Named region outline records
[BEGIN]

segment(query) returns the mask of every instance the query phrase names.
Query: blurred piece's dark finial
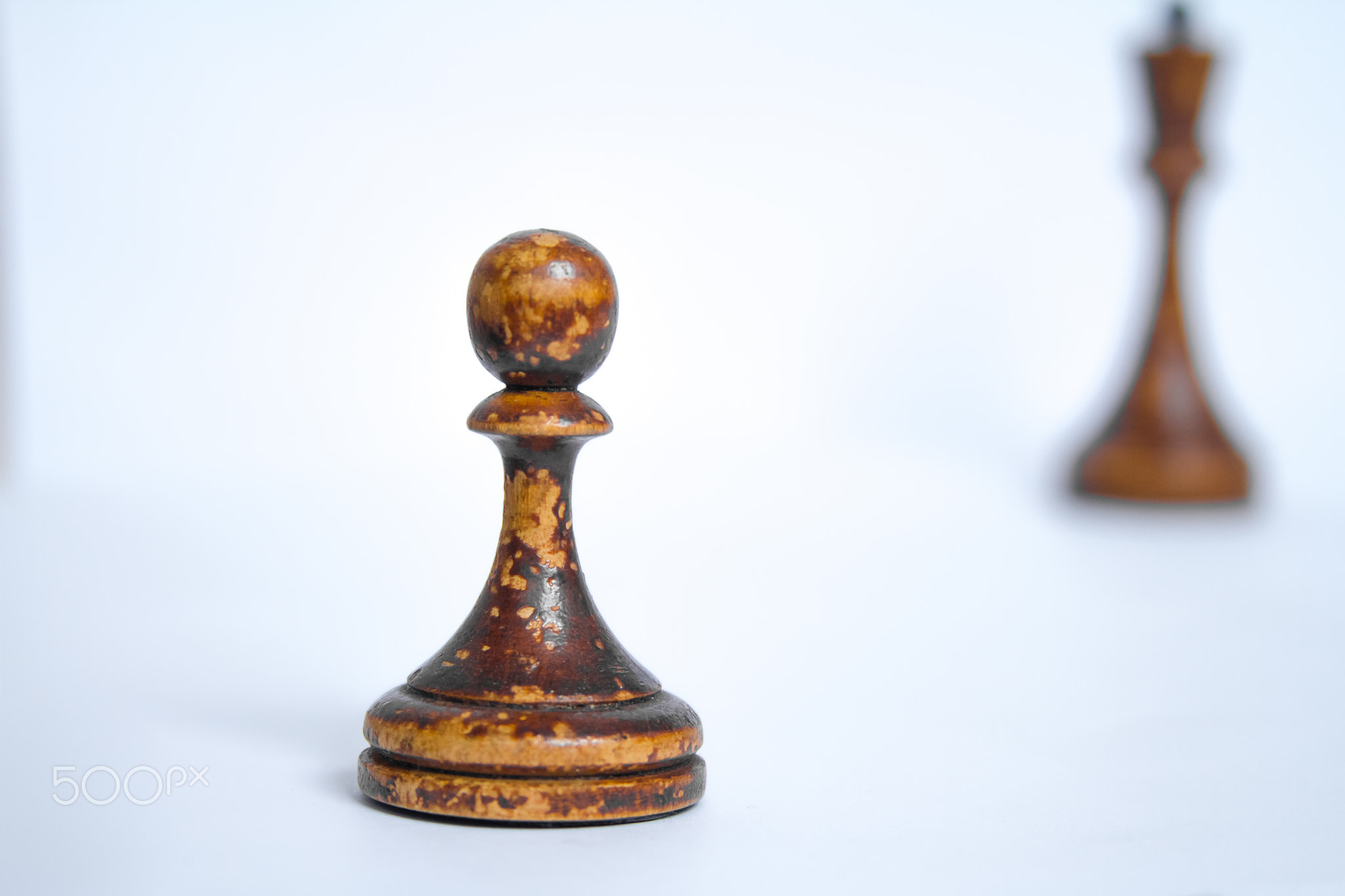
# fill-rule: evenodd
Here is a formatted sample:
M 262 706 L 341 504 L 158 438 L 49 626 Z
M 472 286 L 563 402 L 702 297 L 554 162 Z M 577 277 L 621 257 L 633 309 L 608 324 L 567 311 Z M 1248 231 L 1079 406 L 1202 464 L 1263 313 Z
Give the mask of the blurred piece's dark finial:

[END]

**GIVEN REQUEST:**
Give the material above, from its start through the line containing "M 262 706 L 341 504 L 158 438 L 49 626 Z", as a Markdown table with the columns Row and Line, one row per non-blank line and both ends included. Leave the pictures out.

**SOLUTION TO THE EXERCISE:**
| Row | Line |
|---|---|
| 1 | segment(query) returns the mask of every instance the query phrase names. |
| 2 | Query: blurred piece's dark finial |
| 3 | # fill-rule: evenodd |
| 4 | Here is a formatted sample: |
| 5 | M 262 706 L 341 504 L 158 438 L 49 626 Z |